BEGIN
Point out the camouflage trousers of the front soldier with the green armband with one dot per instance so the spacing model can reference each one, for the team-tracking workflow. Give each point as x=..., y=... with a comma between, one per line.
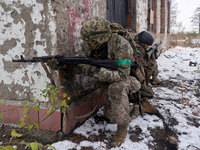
x=117, y=108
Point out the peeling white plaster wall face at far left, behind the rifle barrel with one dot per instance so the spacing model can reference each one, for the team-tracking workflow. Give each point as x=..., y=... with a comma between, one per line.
x=26, y=28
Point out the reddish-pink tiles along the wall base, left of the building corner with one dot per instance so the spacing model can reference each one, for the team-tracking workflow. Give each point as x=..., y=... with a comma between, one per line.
x=12, y=113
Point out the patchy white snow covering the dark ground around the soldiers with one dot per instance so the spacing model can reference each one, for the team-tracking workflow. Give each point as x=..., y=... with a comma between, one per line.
x=176, y=102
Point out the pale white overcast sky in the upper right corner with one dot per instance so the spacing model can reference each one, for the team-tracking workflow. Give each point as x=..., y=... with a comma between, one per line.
x=186, y=9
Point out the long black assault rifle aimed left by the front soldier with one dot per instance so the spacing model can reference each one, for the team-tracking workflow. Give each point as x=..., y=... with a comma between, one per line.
x=74, y=60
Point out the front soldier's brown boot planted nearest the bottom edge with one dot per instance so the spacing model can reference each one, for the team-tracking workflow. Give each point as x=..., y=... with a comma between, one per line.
x=119, y=136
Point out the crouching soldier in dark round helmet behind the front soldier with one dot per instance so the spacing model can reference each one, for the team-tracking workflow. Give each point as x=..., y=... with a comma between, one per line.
x=148, y=66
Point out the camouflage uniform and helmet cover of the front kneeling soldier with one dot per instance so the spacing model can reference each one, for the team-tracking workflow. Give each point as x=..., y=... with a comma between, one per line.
x=118, y=85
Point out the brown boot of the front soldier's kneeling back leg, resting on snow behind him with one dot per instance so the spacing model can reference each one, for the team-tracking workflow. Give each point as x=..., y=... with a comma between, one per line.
x=146, y=107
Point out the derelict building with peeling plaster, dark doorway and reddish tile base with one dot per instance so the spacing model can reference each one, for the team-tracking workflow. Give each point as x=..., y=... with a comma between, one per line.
x=52, y=27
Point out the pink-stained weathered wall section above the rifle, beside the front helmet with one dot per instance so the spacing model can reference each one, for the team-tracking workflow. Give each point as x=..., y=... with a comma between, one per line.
x=69, y=16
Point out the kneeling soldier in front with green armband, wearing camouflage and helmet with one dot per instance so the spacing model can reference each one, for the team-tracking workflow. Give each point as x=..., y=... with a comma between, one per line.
x=99, y=42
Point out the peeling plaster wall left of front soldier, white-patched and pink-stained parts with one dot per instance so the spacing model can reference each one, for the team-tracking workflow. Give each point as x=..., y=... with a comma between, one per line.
x=38, y=28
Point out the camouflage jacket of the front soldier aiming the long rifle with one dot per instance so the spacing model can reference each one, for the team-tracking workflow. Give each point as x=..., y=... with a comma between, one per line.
x=116, y=48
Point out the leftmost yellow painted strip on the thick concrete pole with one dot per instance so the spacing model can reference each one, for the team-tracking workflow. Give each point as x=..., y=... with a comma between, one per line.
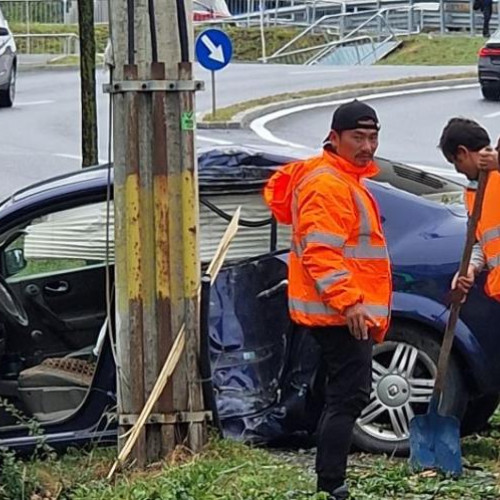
x=133, y=237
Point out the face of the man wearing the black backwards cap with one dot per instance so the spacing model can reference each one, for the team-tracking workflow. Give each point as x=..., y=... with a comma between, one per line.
x=358, y=146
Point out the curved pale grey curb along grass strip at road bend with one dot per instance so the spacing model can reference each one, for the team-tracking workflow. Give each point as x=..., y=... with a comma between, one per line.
x=244, y=118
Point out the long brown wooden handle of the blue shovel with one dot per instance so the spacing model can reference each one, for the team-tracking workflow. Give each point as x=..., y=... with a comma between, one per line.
x=444, y=353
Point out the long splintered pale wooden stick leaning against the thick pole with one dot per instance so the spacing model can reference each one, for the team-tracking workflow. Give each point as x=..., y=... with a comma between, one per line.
x=176, y=351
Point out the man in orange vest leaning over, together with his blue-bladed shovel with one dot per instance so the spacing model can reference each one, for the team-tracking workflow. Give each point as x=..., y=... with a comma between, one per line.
x=435, y=438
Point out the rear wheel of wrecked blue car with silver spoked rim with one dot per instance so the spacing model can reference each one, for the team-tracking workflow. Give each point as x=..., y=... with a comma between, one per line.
x=404, y=370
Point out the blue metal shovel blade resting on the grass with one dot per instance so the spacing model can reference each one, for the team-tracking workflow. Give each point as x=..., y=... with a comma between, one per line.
x=435, y=443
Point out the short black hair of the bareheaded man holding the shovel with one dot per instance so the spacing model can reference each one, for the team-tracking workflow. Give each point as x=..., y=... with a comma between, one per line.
x=462, y=132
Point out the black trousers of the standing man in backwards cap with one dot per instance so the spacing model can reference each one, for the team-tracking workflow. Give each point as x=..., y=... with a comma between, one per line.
x=348, y=364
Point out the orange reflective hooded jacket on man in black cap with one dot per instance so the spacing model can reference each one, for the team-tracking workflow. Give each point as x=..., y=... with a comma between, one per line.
x=338, y=255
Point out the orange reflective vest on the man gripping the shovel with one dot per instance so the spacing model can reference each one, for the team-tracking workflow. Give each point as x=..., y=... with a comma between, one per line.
x=488, y=231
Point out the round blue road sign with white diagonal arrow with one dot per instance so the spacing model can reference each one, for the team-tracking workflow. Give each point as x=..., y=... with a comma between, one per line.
x=213, y=49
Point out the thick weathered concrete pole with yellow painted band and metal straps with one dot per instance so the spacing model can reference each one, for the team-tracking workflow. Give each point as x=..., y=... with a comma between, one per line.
x=156, y=220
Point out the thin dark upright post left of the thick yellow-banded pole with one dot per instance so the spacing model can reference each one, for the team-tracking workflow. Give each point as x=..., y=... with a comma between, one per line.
x=90, y=155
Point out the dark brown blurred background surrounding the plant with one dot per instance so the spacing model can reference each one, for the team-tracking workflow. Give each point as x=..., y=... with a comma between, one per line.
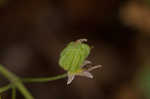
x=33, y=33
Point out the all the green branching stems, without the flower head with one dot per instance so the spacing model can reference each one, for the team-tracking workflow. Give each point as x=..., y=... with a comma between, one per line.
x=16, y=82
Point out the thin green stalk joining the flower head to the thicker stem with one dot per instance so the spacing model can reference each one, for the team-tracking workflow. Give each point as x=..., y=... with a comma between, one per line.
x=44, y=79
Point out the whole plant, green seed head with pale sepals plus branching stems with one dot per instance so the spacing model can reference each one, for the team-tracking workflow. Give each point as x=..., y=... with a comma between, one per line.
x=72, y=59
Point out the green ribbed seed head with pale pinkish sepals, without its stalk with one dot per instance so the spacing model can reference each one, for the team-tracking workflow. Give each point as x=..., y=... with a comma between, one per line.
x=73, y=59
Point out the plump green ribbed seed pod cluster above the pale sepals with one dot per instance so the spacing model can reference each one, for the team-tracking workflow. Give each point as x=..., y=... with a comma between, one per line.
x=73, y=56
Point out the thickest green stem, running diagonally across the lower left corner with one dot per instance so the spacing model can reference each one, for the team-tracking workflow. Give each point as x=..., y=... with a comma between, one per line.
x=16, y=82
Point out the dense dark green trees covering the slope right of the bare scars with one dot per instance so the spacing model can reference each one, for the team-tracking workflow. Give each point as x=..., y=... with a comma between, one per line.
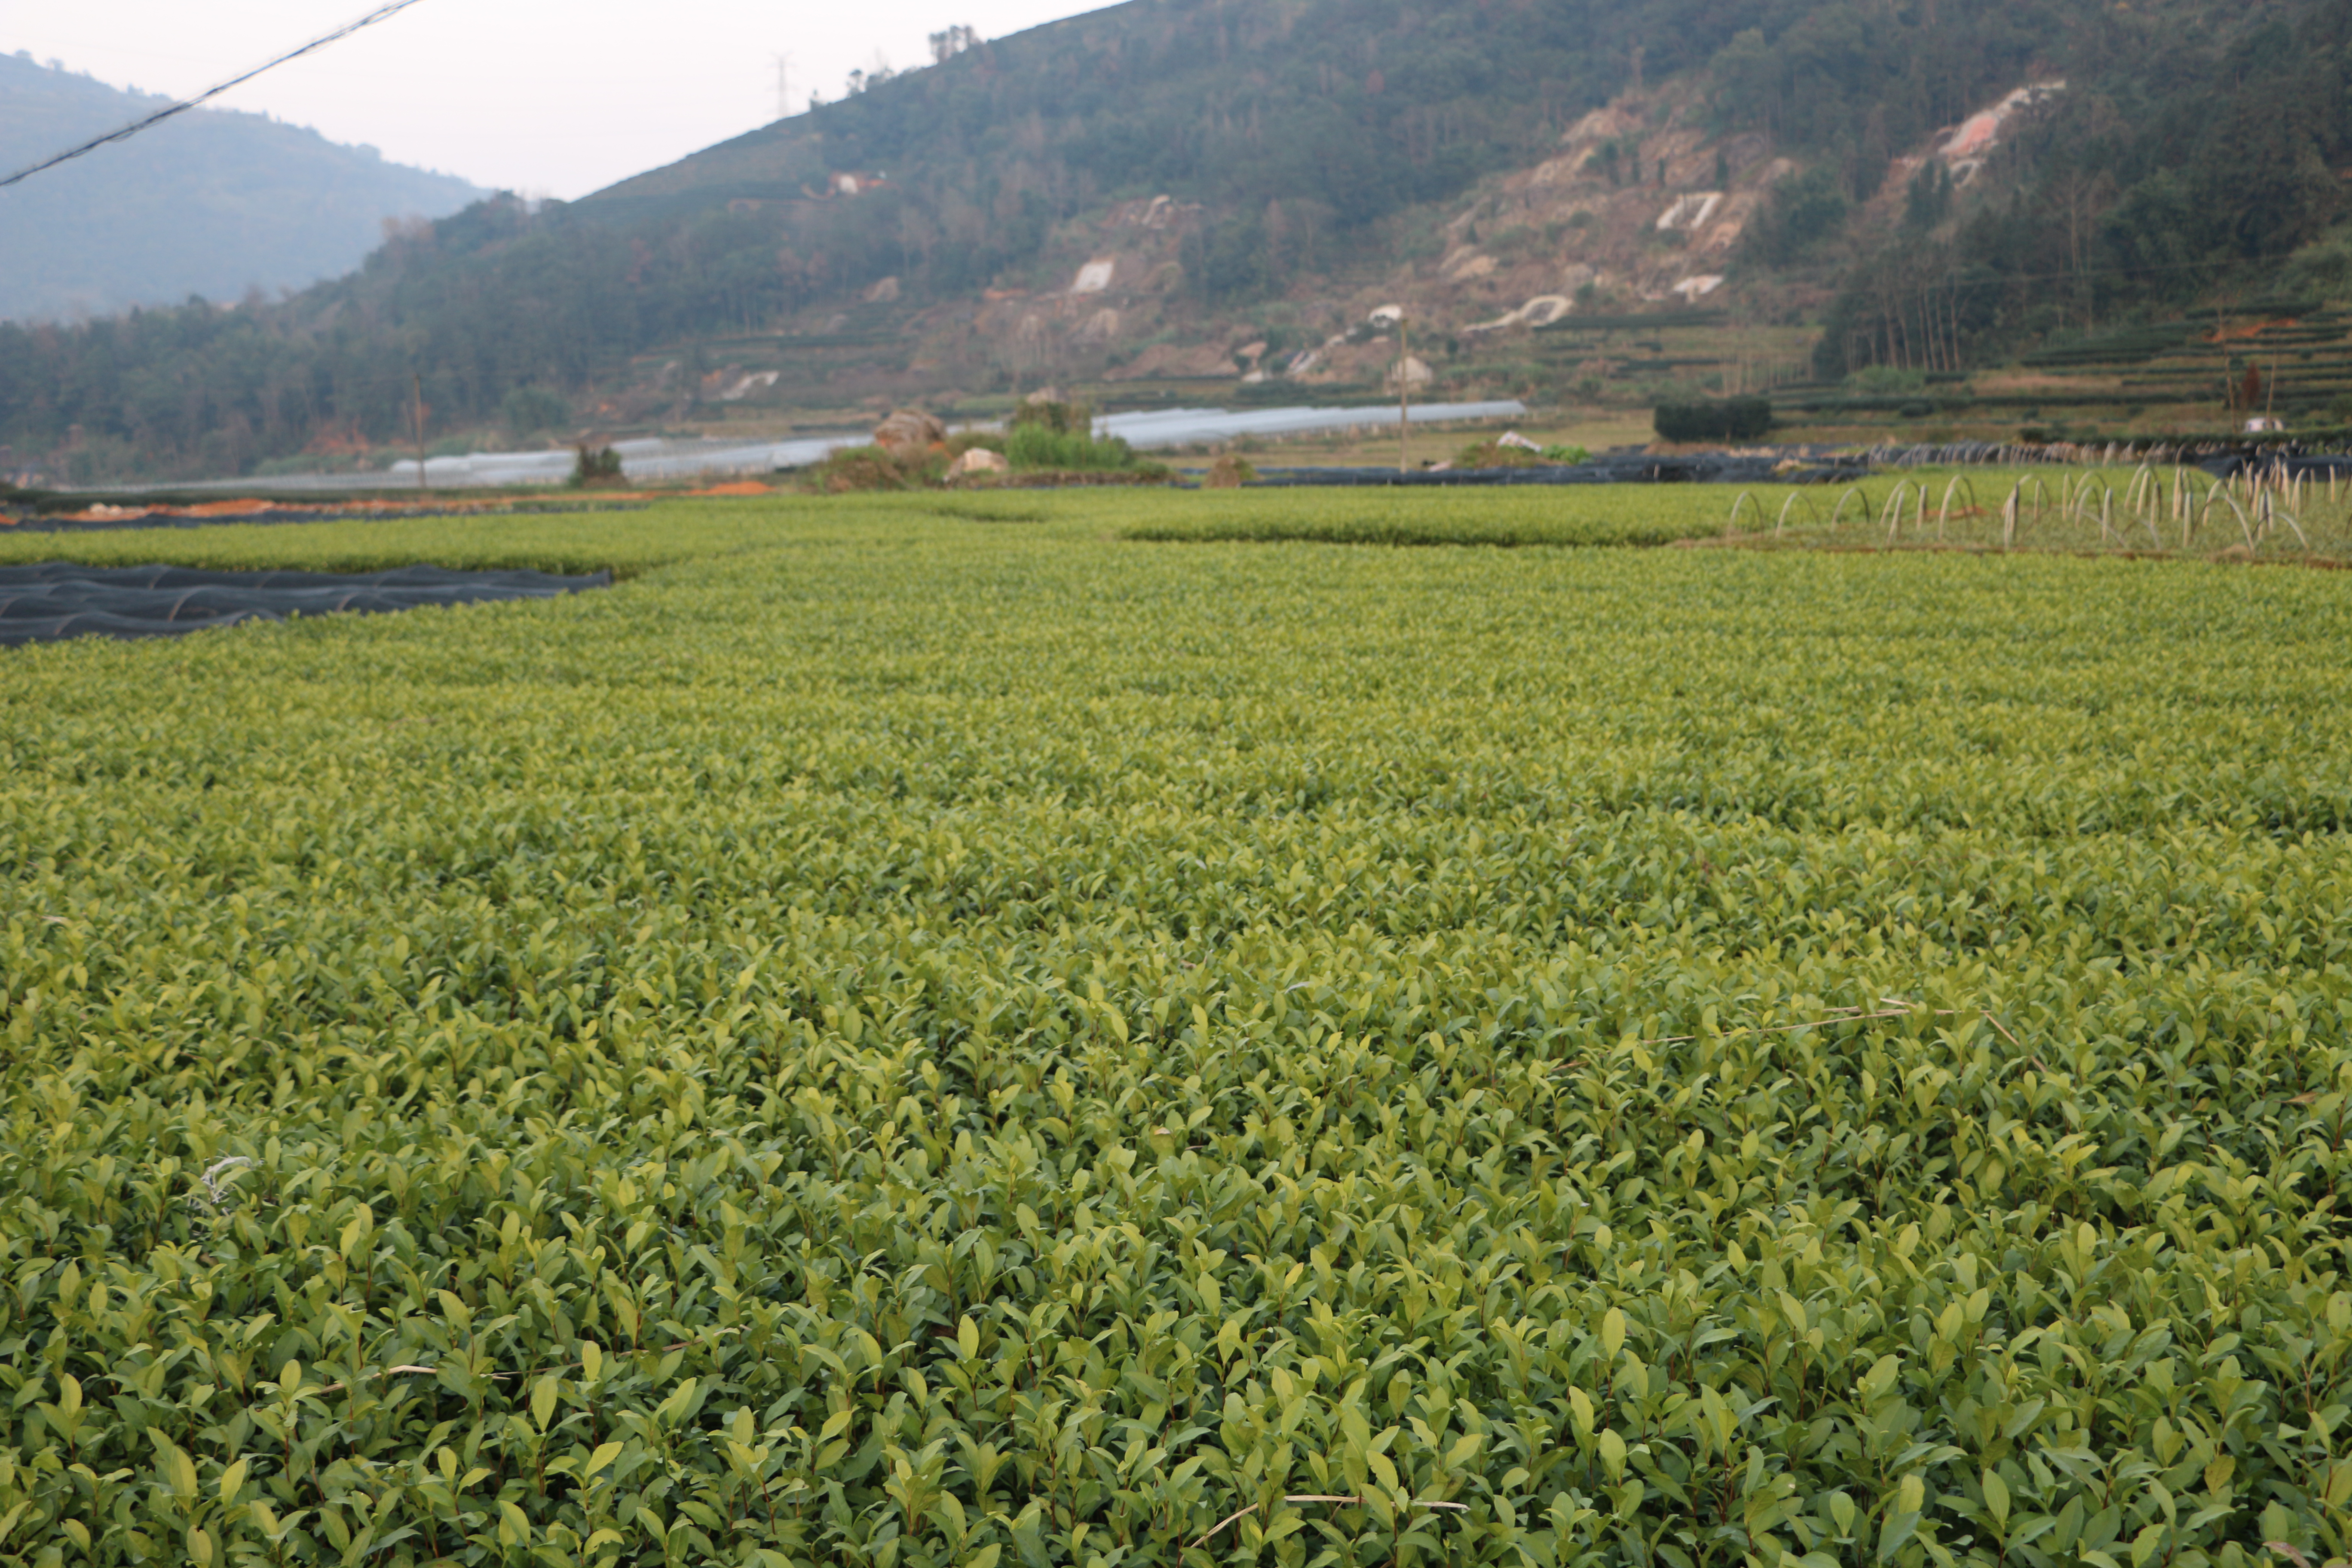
x=2193, y=156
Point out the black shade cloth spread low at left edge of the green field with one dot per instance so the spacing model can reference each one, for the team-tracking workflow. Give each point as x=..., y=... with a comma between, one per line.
x=67, y=601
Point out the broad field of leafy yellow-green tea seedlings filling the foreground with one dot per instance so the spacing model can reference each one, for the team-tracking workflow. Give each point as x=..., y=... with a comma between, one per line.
x=933, y=1043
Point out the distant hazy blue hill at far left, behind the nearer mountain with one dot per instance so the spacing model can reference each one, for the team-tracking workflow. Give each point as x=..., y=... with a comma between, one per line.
x=211, y=203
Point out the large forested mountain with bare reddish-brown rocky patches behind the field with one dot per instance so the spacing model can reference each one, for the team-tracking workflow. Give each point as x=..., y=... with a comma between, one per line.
x=1224, y=168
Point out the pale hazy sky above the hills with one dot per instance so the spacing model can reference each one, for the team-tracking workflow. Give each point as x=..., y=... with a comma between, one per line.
x=549, y=98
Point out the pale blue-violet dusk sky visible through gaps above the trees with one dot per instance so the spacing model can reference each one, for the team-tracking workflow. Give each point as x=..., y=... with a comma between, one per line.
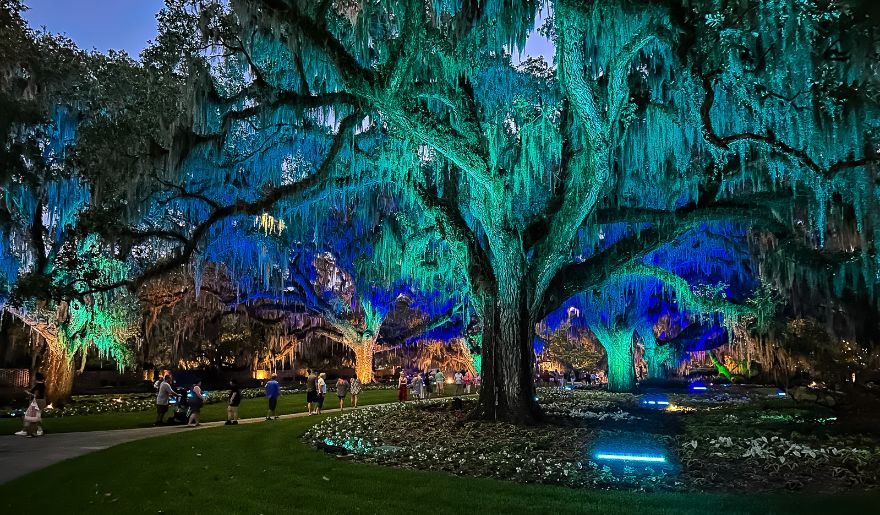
x=129, y=24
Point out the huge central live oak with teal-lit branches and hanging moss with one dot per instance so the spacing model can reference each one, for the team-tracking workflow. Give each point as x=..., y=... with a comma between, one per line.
x=658, y=118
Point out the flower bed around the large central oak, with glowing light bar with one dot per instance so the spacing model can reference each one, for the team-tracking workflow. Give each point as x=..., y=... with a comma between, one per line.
x=735, y=441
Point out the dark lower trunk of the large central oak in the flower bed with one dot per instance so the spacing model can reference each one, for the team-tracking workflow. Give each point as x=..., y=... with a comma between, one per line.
x=508, y=392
END
Problem to solve: Set out exactly the lines from the one bearing "Point out the dark lower" through the end of the data, including both ends and omitting all others.

Solution to this exercise:
Point out the dark lower trunk of the large central oak in the flower bed with one dot per instance so the spacing model can reference each one, for the team-tracking workflow. Give each point as x=..., y=... with a comma between, one per line.
x=508, y=392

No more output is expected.